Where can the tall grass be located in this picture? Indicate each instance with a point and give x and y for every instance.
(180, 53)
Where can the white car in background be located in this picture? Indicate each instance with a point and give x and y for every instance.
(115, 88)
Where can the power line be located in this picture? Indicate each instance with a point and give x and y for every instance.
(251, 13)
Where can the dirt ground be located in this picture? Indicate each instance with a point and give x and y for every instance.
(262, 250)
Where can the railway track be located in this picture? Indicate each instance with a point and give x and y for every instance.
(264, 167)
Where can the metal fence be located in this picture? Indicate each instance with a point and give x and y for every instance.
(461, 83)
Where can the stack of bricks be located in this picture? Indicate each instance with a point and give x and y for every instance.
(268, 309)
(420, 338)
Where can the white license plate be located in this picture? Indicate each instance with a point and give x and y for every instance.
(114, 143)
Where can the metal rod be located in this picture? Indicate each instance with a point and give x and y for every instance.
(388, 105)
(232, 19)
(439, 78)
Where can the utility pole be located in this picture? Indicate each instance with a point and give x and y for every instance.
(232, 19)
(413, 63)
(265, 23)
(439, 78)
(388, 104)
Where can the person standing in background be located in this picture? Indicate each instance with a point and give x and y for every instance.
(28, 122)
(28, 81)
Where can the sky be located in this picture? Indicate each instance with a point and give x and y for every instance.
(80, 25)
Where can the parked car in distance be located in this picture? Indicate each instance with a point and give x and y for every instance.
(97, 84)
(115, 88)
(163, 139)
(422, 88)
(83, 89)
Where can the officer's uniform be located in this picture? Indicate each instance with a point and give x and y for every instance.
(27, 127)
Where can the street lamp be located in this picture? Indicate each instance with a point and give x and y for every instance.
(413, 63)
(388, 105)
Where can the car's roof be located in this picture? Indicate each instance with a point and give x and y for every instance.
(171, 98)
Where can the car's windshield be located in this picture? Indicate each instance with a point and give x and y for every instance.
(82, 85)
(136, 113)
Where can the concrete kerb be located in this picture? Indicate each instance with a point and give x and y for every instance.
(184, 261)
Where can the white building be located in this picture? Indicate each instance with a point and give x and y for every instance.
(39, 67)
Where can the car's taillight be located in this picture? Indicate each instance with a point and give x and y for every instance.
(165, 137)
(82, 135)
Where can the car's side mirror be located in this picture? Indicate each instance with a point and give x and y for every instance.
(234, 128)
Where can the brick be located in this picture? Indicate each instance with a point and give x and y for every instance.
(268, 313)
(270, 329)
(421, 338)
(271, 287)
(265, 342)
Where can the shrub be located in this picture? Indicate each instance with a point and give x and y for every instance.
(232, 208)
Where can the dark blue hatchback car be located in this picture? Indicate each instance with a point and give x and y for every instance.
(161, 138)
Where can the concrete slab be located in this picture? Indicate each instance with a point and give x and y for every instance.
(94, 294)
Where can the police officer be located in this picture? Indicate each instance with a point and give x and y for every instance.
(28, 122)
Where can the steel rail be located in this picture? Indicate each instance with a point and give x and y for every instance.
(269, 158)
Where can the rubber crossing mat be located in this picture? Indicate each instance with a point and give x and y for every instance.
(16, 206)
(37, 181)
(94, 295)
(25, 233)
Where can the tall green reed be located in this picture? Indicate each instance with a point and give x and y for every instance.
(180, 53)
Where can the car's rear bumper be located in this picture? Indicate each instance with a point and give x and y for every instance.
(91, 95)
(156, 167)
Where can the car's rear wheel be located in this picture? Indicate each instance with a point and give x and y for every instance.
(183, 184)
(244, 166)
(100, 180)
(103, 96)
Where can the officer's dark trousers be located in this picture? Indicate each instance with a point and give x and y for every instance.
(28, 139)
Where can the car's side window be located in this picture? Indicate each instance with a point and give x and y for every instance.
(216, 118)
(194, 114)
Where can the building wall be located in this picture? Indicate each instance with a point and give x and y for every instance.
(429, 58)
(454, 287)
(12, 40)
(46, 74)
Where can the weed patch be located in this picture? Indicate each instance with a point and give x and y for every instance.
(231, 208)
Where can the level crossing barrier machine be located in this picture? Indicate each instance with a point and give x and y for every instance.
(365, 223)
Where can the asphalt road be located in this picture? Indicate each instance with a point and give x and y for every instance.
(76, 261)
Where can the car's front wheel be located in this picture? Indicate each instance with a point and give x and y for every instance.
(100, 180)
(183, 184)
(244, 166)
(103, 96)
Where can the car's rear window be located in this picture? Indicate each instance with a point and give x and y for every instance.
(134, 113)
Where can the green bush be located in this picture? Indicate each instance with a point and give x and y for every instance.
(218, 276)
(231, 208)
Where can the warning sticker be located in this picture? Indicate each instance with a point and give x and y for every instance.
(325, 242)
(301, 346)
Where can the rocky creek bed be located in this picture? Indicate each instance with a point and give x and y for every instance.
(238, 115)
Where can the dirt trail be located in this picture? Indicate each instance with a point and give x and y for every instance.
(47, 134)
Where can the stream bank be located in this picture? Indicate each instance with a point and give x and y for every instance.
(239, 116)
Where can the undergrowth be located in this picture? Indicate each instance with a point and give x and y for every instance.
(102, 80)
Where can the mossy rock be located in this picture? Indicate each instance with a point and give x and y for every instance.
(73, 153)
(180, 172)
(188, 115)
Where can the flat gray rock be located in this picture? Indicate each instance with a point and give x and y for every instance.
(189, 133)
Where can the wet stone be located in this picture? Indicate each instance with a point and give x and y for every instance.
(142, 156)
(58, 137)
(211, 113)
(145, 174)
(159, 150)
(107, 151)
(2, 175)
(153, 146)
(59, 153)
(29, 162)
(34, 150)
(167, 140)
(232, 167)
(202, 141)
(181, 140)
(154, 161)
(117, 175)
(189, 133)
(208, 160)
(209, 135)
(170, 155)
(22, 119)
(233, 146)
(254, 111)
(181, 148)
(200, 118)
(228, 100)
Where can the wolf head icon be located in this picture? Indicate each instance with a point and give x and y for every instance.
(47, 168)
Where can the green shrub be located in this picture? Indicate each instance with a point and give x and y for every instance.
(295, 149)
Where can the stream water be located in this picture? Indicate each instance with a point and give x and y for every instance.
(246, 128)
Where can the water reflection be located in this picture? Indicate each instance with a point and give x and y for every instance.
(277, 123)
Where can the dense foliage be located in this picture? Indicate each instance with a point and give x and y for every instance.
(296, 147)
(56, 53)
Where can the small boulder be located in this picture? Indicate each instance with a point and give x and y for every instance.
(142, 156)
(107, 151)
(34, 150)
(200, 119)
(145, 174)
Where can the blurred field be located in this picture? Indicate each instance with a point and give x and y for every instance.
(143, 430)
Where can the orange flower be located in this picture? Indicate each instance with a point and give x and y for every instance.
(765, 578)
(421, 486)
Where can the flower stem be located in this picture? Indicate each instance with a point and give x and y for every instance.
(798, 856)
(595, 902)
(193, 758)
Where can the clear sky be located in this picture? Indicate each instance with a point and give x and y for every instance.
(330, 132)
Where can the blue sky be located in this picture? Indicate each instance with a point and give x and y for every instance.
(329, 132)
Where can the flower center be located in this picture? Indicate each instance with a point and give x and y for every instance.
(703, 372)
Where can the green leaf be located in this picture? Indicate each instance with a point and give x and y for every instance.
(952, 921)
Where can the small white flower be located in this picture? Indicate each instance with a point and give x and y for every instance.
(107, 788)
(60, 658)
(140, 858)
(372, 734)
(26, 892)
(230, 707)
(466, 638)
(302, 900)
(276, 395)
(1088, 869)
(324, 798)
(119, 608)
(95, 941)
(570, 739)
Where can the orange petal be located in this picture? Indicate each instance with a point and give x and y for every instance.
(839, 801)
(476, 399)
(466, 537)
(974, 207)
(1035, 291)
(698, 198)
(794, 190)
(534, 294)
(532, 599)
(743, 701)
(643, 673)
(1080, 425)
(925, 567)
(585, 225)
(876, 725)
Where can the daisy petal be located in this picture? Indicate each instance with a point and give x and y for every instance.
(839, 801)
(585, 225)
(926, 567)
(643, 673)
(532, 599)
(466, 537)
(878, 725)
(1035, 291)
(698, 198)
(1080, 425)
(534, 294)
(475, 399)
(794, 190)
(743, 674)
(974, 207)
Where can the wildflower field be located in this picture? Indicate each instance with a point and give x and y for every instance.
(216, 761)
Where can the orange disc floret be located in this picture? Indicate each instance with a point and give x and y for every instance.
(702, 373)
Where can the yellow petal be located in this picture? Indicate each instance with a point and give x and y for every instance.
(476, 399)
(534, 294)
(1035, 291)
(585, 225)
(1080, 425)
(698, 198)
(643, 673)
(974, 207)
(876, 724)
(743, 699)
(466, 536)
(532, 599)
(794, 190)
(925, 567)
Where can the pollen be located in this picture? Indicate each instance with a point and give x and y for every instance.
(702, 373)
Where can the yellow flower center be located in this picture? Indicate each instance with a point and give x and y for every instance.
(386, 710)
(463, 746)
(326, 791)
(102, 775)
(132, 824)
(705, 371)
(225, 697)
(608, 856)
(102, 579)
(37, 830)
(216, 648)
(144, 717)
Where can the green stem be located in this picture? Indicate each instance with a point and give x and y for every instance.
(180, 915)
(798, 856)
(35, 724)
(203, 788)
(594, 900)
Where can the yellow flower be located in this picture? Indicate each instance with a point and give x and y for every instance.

- **YOUR INSTRUCTIONS**: Output these and nothing else: the lines from the one holding "Where can the yellow flower center" through the final line of the entries above, exactly as they appear.

- **RESULT**:
Where can the yellow flower center be located in this picture? Indicate each instance with a point and give x and y for every instance.
(386, 710)
(463, 746)
(326, 791)
(102, 775)
(132, 824)
(705, 371)
(225, 697)
(608, 856)
(102, 579)
(37, 830)
(216, 648)
(144, 717)
Where can the green stem be located in this picture? Indicate each instance with a point and give x and y for every instance.
(180, 915)
(798, 856)
(35, 724)
(203, 788)
(594, 900)
Where can the yellow flower be located in this picture? Indicate each instance with a point and give x and y for every instance.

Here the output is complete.